## What the task requires
Word for word, copy all the data and drop the pictures.

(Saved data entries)
"""

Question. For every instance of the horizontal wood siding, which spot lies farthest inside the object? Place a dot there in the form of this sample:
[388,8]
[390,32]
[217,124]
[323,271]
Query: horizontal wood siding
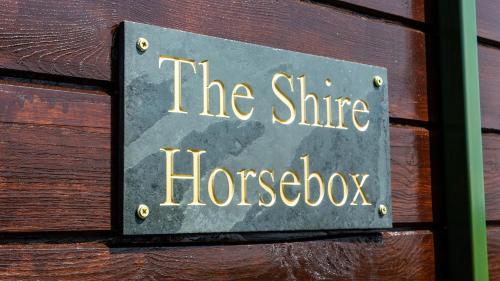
[386,256]
[411,9]
[75,39]
[494,252]
[56,156]
[488,22]
[489,72]
[58,118]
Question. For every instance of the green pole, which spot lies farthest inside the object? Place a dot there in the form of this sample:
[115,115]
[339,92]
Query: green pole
[466,257]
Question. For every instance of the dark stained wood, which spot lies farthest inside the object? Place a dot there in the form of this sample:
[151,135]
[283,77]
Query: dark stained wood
[494,252]
[55,156]
[389,256]
[488,22]
[489,73]
[55,159]
[412,9]
[411,174]
[491,159]
[75,39]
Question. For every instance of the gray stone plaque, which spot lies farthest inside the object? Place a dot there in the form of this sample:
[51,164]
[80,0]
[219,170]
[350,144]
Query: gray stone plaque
[226,136]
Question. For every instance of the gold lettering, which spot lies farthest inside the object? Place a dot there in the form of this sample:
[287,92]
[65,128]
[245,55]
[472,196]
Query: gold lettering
[206,91]
[303,99]
[278,92]
[307,187]
[230,187]
[341,102]
[329,113]
[284,183]
[331,193]
[177,107]
[170,176]
[267,187]
[249,95]
[359,191]
[355,110]
[244,174]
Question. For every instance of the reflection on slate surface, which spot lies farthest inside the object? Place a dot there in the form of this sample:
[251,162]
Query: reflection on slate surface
[256,144]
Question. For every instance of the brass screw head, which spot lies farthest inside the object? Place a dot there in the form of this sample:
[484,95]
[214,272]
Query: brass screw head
[378,81]
[142,44]
[382,210]
[143,211]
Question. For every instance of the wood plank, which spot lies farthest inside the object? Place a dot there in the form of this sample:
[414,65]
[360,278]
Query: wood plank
[489,71]
[411,174]
[491,159]
[55,160]
[387,256]
[75,39]
[494,252]
[55,156]
[413,9]
[488,22]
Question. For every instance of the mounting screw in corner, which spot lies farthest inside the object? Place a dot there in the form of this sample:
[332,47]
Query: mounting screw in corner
[142,44]
[143,211]
[378,81]
[382,210]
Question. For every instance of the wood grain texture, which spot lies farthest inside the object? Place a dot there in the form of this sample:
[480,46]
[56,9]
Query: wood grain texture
[55,156]
[75,39]
[411,174]
[387,256]
[491,159]
[55,159]
[412,9]
[489,73]
[494,252]
[488,21]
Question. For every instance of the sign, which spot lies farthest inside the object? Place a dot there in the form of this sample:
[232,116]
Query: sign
[225,136]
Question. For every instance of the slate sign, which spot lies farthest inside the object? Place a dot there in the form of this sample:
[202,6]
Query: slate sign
[226,136]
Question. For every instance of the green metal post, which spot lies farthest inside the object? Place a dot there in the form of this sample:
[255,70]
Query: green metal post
[466,257]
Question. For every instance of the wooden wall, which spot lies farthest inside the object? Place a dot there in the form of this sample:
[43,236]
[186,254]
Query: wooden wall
[488,23]
[58,120]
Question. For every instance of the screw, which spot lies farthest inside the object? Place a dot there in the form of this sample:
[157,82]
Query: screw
[382,210]
[142,44]
[378,81]
[143,211]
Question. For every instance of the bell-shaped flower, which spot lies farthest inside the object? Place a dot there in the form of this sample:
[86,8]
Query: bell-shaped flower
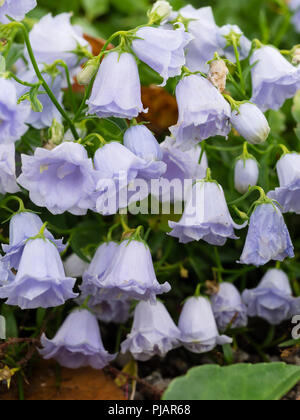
[203,112]
[61,179]
[274,79]
[206,216]
[44,119]
[268,237]
[15,9]
[131,274]
[199,332]
[246,174]
[117,89]
[13,116]
[55,38]
[78,343]
[162,49]
[154,333]
[203,28]
[183,168]
[288,195]
[8,182]
[228,308]
[251,123]
[41,281]
[272,300]
[22,227]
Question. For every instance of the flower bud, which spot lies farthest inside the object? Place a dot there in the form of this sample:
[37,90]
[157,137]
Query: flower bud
[251,123]
[88,72]
[246,174]
[161,10]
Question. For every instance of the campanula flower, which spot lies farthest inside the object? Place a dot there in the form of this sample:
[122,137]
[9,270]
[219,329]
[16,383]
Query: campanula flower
[203,112]
[78,343]
[228,308]
[15,9]
[162,49]
[41,281]
[8,182]
[272,300]
[288,195]
[117,89]
[199,332]
[268,237]
[22,227]
[12,115]
[55,38]
[61,179]
[274,79]
[206,217]
[131,274]
[246,174]
[251,123]
[153,333]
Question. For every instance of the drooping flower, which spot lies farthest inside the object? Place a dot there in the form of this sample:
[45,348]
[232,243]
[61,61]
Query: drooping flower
[228,308]
[40,281]
[44,119]
[272,300]
[22,227]
[162,49]
[274,79]
[61,179]
[199,332]
[12,115]
[251,123]
[8,182]
[206,216]
[15,9]
[203,28]
[268,237]
[55,38]
[203,112]
[288,195]
[78,343]
[117,89]
[246,174]
[131,275]
[153,333]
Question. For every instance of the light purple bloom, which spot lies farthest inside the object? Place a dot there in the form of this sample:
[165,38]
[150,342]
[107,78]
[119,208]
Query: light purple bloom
[251,123]
[246,174]
[8,182]
[268,237]
[117,89]
[153,333]
[40,281]
[203,112]
[44,119]
[288,195]
[274,79]
[15,9]
[131,275]
[12,115]
[206,217]
[272,300]
[199,332]
[228,308]
[78,343]
[55,38]
[205,44]
[162,49]
[22,227]
[61,179]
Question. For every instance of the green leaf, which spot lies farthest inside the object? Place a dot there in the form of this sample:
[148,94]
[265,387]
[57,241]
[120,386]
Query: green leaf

"""

## Reply
Question. For every instance of the horizontal wood siding, which spot lies farthest inside the object? Place a dot there in the form of this sample:
[388,8]
[390,32]
[217,124]
[323,271]
Query: horizontal wood siding
[386,256]
[411,9]
[75,39]
[494,252]
[56,156]
[488,22]
[489,72]
[58,118]
Question. For every instance of the green pole, which spot lies farthest inside the object? Place a dot there in the form of this sample:
[115,115]
[339,92]
Query: green pole
[466,257]
Question. For every instance of the dark stained wood, which spot lies farthest inside the object? Place a dot there in the form of this sample:
[151,135]
[283,77]
Query: dark stained wood
[494,252]
[55,156]
[389,256]
[488,22]
[489,73]
[55,159]
[412,9]
[411,174]
[491,159]
[75,39]
Question. For every instance of the gray stone plaque, which spot lies farthest inside the object? Place a dot there in the form of this sample:
[51,164]
[80,0]
[219,170]
[350,144]
Query: gray stone plaque
[226,136]
Question. For every instance of the gold lettering, which spot lies farthest inside the object? Place a dot there in the form of this sample:
[287,92]
[65,128]
[245,55]
[472,196]
Query: gold lettering
[206,91]
[303,99]
[278,92]
[307,187]
[230,187]
[341,102]
[329,113]
[284,183]
[331,193]
[177,107]
[170,176]
[267,187]
[249,95]
[359,191]
[355,110]
[244,174]
Question. For every instance of the reflection on slate surface, which spot lies farthest inside the object? Place a dot there in the form of this sample:
[251,162]
Query: reflection on slate surface
[256,144]
Question. For every instance of the brass screw head, which spot lies farthest inside the object? Place a dot there in the form of this sample:
[484,95]
[214,272]
Query: brass screw head
[378,81]
[142,44]
[382,210]
[143,211]
Question. For every instance of the wood plank, which spot lies farthest inside the object? Place a dot there in the form of this sample:
[414,65]
[360,278]
Query: wood plank
[489,71]
[411,174]
[491,159]
[55,160]
[387,256]
[75,39]
[494,252]
[55,156]
[413,9]
[488,22]
Question. For every instance of the mounting screw in corner, which spot lies farthest inside the object? Place a dot there in the form of this sample:
[332,47]
Query: mounting screw in corner
[142,44]
[143,211]
[378,81]
[382,210]
Question. For every instance of the wood grain texture, which spot lies farthest inside the object? Place a dot there in the form of this sample:
[480,46]
[56,9]
Query: wood grain texture
[55,156]
[75,39]
[411,174]
[387,256]
[491,159]
[55,159]
[412,9]
[489,73]
[494,252]
[488,21]
Question. For every instance of the sign, which spot lies farthest inside the object? Place a dot there in the form of this sample:
[232,116]
Query: sign
[225,136]
Question. For every instance of the slate sign, which spot lies farthest inside the object? Place a dot there in the form of this sample:
[202,6]
Query: slate sign
[226,136]
Question. For every instance of the green metal post, which spot lies farthest inside the object? Place a dot there in the form of this sample:
[255,70]
Query: green metal post
[466,257]
Question. For every instance of the wooden wall, which spot lies farthest inside the object? Place a dot there in the form of this sample:
[43,236]
[186,254]
Query: wooden wall
[488,23]
[58,120]
Question. For every instance of the screw, which spot lies farthest inside the object? Place a dot there in the form of this sample:
[157,82]
Query: screw
[382,210]
[142,44]
[378,81]
[143,211]
Question. For every instance of the bell-shaped flower, which spot lies farthest inside the object? Place a dot there in the form of this sample:
[86,8]
Query: bell-shaped flower
[203,112]
[61,179]
[274,79]
[206,216]
[44,119]
[268,237]
[15,9]
[131,274]
[199,332]
[246,174]
[117,89]
[13,116]
[55,38]
[78,343]
[162,49]
[154,333]
[203,28]
[183,168]
[288,195]
[8,182]
[228,308]
[251,123]
[41,281]
[272,300]
[22,227]
Question. For every instance of the flower bud, which spot lies farthest inside the object? Place a dot there in the form of this sample:
[37,90]
[157,137]
Query: flower bud
[251,123]
[88,72]
[246,174]
[161,10]
Question. For every instance of the campanula flower, which spot lies farthest inside the object? Place a dot there in the form of this sample:
[122,137]
[9,270]
[219,329]
[16,383]
Query: campanula flower
[203,112]
[78,343]
[228,308]
[15,9]
[162,49]
[41,281]
[8,182]
[272,300]
[288,195]
[117,89]
[199,332]
[268,237]
[22,227]
[12,115]
[55,38]
[61,179]
[274,79]
[206,217]
[131,274]
[246,174]
[251,123]
[153,333]
Question. For every instance of the drooping flower, which spot lies farthest inside the object? Place a dot there in the form of this sample:
[45,348]
[232,243]
[61,61]
Query: drooping flower
[228,308]
[40,281]
[44,119]
[272,300]
[22,227]
[162,49]
[274,79]
[61,179]
[199,332]
[12,115]
[251,123]
[8,182]
[206,216]
[15,9]
[203,28]
[268,237]
[55,38]
[203,112]
[288,195]
[78,343]
[117,89]
[246,174]
[131,275]
[153,333]
Question. For every instance of the light purple bloom, which spot lies farthest inside the object? Place a dot there in the form of this sample:
[165,38]
[150,342]
[107,78]
[119,208]
Query: light purple bloom
[251,123]
[246,174]
[8,182]
[268,237]
[117,89]
[153,333]
[40,281]
[203,112]
[44,119]
[288,195]
[274,79]
[15,9]
[131,275]
[12,115]
[206,217]
[272,300]
[199,332]
[228,308]
[78,343]
[55,38]
[205,44]
[162,49]
[22,227]
[61,179]
Question. For every instance of the green leaf, which spot lies farthest inside the object? Place a dot there in the form of this sample:
[148,94]
[265,387]
[57,241]
[120,386]
Query: green leaf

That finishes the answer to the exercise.